[MATERIAL TO PROCESS start]
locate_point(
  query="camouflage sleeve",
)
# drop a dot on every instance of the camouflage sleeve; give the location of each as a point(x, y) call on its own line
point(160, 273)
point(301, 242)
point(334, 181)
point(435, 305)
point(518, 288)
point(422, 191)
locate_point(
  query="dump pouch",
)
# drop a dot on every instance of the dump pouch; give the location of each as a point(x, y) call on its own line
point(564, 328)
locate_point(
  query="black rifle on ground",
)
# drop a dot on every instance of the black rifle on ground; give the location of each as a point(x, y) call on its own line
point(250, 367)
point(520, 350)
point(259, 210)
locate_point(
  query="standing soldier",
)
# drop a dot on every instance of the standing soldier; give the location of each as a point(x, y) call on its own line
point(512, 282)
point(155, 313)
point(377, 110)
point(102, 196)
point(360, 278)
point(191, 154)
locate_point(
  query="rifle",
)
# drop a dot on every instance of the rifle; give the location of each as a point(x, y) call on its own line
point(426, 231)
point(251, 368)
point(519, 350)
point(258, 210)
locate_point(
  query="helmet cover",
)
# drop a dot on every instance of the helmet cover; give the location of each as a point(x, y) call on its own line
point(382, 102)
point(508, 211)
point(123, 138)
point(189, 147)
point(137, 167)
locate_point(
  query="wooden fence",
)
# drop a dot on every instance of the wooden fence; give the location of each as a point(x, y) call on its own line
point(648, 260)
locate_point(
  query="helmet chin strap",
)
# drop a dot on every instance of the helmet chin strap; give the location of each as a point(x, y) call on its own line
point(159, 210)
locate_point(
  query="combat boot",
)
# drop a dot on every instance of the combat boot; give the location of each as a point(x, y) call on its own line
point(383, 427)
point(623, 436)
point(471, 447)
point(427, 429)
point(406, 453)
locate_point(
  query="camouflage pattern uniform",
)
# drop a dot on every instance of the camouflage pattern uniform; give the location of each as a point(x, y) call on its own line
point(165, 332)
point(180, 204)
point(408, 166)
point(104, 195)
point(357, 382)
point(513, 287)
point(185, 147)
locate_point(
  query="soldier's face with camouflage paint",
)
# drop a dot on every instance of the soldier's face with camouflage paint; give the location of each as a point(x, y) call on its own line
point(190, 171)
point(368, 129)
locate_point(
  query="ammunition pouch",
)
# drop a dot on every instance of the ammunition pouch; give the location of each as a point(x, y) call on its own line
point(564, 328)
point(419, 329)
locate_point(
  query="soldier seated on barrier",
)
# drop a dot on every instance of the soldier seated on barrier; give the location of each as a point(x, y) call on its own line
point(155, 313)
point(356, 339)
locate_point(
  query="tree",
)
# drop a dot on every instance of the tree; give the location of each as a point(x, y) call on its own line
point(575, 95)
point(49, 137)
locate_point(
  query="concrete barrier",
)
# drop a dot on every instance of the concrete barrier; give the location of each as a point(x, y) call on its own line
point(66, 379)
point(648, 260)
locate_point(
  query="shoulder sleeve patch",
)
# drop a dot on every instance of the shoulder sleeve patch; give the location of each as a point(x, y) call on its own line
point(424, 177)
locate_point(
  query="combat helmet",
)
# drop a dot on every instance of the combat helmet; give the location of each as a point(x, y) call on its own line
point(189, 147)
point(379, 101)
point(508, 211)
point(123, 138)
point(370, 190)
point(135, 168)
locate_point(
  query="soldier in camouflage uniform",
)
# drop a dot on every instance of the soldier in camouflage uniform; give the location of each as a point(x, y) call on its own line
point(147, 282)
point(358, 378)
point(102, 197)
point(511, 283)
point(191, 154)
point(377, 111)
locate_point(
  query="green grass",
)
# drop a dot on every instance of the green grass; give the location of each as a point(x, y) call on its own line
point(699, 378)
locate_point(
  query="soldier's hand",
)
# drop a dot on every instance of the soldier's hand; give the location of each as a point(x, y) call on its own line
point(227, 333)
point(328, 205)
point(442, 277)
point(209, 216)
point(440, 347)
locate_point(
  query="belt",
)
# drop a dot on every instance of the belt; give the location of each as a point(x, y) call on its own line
[MATERIAL TO PROCESS end]
▶ TASK REQUIREMENTS: Copy out every item above word for word, leaving nothing out and changing nothing.

▶ TASK ANSWER:
locate_point(
  query="camouflage sleeve",
)
# drop a dot on every instance of the camouflage sleeve; give the location of each as a point(x, y) call on its own line
point(160, 273)
point(301, 242)
point(334, 181)
point(435, 305)
point(518, 288)
point(422, 191)
locate_point(
  query="dump pouch",
)
# drop a dot on every instance of the dump pouch; give the location of each as a point(x, y) call on its own line
point(564, 328)
locate_point(
  query="black rifle on ground",
)
# drop a dot on every instance of the black rifle on ground; give the location of each as a point(x, y) call on its own line
point(250, 367)
point(520, 350)
point(259, 210)
locate_point(
  query="standing soldier",
)
# drop a dot on every instance of the standing soldier; give the location of each as a point(x, y) call on its own line
point(512, 282)
point(155, 313)
point(377, 110)
point(102, 196)
point(360, 278)
point(191, 154)
locate_point(
  query="rifle",
)
# drop a dot on every instance of the rifle; give the location of each as a point(x, y) call on its own line
point(426, 231)
point(251, 368)
point(519, 350)
point(258, 210)
locate_point(
  query="helmet cover",
)
# drop a dot on every instance of the helmet cover; give the location of each as a point(x, y) call on its own line
point(382, 102)
point(508, 211)
point(123, 138)
point(189, 147)
point(137, 167)
locate_point(
  query="wooden fence",
)
# drop a dot on every instance of the wooden fence; give the location of each as a point(x, y) call on its own line
point(648, 260)
locate_point(
  query="helmet chin strap",
)
# drop a dot on every instance of the helmet chin strap; give the location of each as a point(x, y) call on its own line
point(159, 210)
locate_point(
  query="combat boot",
)
# drop a dot on every instance of the combat boot; give the location of each as a point(x, y) call on its own line
point(383, 427)
point(623, 436)
point(471, 447)
point(427, 429)
point(406, 453)
locate_point(
  query="camouflage pattern uniform",
)
# drop a dot on every instance of the camouflage pattern uniform; give the location of each as a point(x, y) call on its own line
point(165, 332)
point(180, 204)
point(408, 166)
point(104, 195)
point(357, 382)
point(513, 287)
point(185, 147)
locate_point(
  query="soldier's face with camouflage paint",
)
# drop a dot on every instance of the soldier's face with camouflage paint; give the location of each as a point(x, y) call on its own line
point(190, 171)
point(368, 129)
locate_point(
  query="ammunition pouch",
)
# drop a dot on every instance of the ammunition pouch; give the location of each as a point(x, y) call on its own line
point(564, 328)
point(419, 329)
locate_point(
  query="soldier seated on barrier",
)
# drop a dot on every instance of the soldier seated on barrier; give the location of each as a point(x, y) call on its own line
point(155, 313)
point(356, 339)
locate_point(
  query="tree",
)
# drop a dot on every instance of the tree; give the location of each as a point(x, y) call on its own line
point(575, 95)
point(49, 137)
locate_point(
  query="concrete barrier",
)
# drop a dot on every instance of the concrete barrier; give the location of each as a point(x, y) call on its own line
point(66, 379)
point(648, 260)
locate_point(
  query="shoulder sleeve patch",
)
# drop a dot on every instance of the shoulder sleeve patch; give the location of each as a point(x, y) call on its own line
point(424, 177)
locate_point(
  query="combat helmet",
)
# drop a dot on every instance of the combat helmet; give the location of each as a point(x, y) call on its own line
point(189, 147)
point(379, 101)
point(508, 211)
point(123, 138)
point(370, 190)
point(135, 168)
locate_point(
  query="soldier in camouflage uniform",
)
# drop a dot on every instance of the soldier in camouflage uniform; give the location of each as a point(x, y) call on its own line
point(147, 282)
point(358, 378)
point(102, 197)
point(511, 283)
point(191, 154)
point(377, 111)
locate_point(
  query="green grass",
)
# drop a dot on every instance of the green grass; give the location of each as a point(x, y) call on its own line
point(699, 378)
locate_point(
  query="soldier's hand",
)
# drop a dot on every instance of the soldier's hand; give the location of each as a point(x, y) call on its own line
point(227, 333)
point(328, 205)
point(442, 277)
point(209, 216)
point(440, 347)
locate_point(
  query="belt",
)
# drop a dot on every instance of the belt; give the location of each as a point(x, y) call on its own line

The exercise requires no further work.